When you repeat the listing, keep every character as it is.

#### Extracted data

----

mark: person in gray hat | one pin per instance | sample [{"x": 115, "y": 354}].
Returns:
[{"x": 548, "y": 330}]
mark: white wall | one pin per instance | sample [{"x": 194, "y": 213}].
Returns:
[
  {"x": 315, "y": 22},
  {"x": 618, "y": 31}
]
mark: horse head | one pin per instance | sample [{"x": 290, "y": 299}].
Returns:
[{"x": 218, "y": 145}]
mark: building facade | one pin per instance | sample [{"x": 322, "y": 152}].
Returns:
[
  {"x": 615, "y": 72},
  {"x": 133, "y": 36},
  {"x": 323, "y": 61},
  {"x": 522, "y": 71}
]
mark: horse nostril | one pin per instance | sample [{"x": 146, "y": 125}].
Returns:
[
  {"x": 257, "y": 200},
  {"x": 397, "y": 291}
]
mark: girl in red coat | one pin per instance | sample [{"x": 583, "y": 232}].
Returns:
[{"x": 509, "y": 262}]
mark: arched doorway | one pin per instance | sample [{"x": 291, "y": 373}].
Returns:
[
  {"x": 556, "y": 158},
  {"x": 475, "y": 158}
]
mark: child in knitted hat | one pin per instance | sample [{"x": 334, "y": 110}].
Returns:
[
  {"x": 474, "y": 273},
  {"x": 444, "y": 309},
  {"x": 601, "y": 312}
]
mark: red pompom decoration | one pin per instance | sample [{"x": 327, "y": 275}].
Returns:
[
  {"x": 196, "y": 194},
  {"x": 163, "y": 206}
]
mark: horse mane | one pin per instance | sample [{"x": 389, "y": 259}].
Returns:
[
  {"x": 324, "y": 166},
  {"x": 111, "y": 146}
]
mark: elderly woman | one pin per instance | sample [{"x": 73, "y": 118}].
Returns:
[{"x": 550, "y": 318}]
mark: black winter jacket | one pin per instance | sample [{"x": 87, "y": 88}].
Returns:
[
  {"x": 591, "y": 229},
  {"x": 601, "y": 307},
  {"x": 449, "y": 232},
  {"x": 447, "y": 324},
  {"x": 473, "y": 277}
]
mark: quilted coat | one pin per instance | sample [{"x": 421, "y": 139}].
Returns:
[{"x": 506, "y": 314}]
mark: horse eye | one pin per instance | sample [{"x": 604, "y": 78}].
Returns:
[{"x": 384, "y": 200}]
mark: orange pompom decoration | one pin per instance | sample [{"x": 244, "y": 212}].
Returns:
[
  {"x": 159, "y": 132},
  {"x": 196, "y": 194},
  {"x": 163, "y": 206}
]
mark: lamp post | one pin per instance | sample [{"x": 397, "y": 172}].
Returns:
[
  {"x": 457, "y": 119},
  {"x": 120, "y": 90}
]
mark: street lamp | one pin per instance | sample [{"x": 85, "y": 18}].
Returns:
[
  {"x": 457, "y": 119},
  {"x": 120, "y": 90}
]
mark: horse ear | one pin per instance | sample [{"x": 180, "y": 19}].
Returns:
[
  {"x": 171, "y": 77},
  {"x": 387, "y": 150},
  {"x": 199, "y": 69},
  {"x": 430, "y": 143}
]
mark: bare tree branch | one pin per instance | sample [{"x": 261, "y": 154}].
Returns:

----

#### Answer space
mark: person in gray hat | one pin per instance | sample [{"x": 115, "y": 354}].
Returns:
[{"x": 548, "y": 330}]
mark: white wall | one pin per instance | sample [{"x": 194, "y": 213}].
Returns:
[
  {"x": 315, "y": 22},
  {"x": 618, "y": 31}
]
mark: horse head | one pin per instance | sample [{"x": 290, "y": 299}].
Returns:
[{"x": 218, "y": 145}]
mark: building facade | one pin per instance | sample [{"x": 322, "y": 152}].
Returns:
[
  {"x": 615, "y": 72},
  {"x": 133, "y": 36},
  {"x": 323, "y": 61},
  {"x": 522, "y": 71}
]
mark: horse nostril | one pin per instance | sample [{"x": 146, "y": 125}].
Returns:
[
  {"x": 257, "y": 200},
  {"x": 397, "y": 291}
]
mark: girl in red coat | one pin per instance | sample [{"x": 583, "y": 232}].
Returns:
[{"x": 509, "y": 262}]
mark: arched doorway | one pin per instance | sample [{"x": 291, "y": 373}].
Returns:
[
  {"x": 556, "y": 158},
  {"x": 475, "y": 158}
]
mark: child in knitted hat | one pin per instance | sample [{"x": 334, "y": 110}].
Returns:
[
  {"x": 474, "y": 273},
  {"x": 444, "y": 309},
  {"x": 601, "y": 312}
]
mark: red pompom decoration | one pin per instance | sample [{"x": 327, "y": 275}].
Returns:
[
  {"x": 196, "y": 194},
  {"x": 163, "y": 206}
]
mark: horse mane | one pin per instance | sample [{"x": 389, "y": 259}].
Returns:
[
  {"x": 324, "y": 166},
  {"x": 111, "y": 146}
]
mark: elderly woman | one pin per instance | sample [{"x": 73, "y": 118}].
Returns:
[{"x": 550, "y": 318}]
mark: black winter jacket | one pin per instance | sample [{"x": 87, "y": 88}].
Returns:
[
  {"x": 591, "y": 229},
  {"x": 601, "y": 307},
  {"x": 449, "y": 232},
  {"x": 447, "y": 324},
  {"x": 473, "y": 277}
]
mark: quilted coat | one pin per instance | sample [{"x": 421, "y": 139}].
Returns:
[{"x": 506, "y": 314}]
mark: horse eye | one pin per instance | sample [{"x": 604, "y": 78}].
Returns:
[{"x": 384, "y": 200}]
mark: orange pompom decoration | one pin per instance | sample [{"x": 244, "y": 212}].
Returns:
[
  {"x": 159, "y": 132},
  {"x": 196, "y": 194},
  {"x": 163, "y": 206}
]
mark: lamp post | one pin per instance | sample [{"x": 397, "y": 172}].
Returns:
[
  {"x": 457, "y": 119},
  {"x": 120, "y": 90}
]
mark: street lamp | one pin per instance | sample [{"x": 85, "y": 18}].
Returns:
[
  {"x": 457, "y": 119},
  {"x": 120, "y": 90}
]
mark: horse ear | one pin per instance | sample [{"x": 180, "y": 19}].
Returns:
[
  {"x": 171, "y": 77},
  {"x": 387, "y": 150},
  {"x": 199, "y": 69},
  {"x": 430, "y": 143}
]
mark: bare tree branch | one pin per instance | sample [{"x": 261, "y": 154}].
Returns:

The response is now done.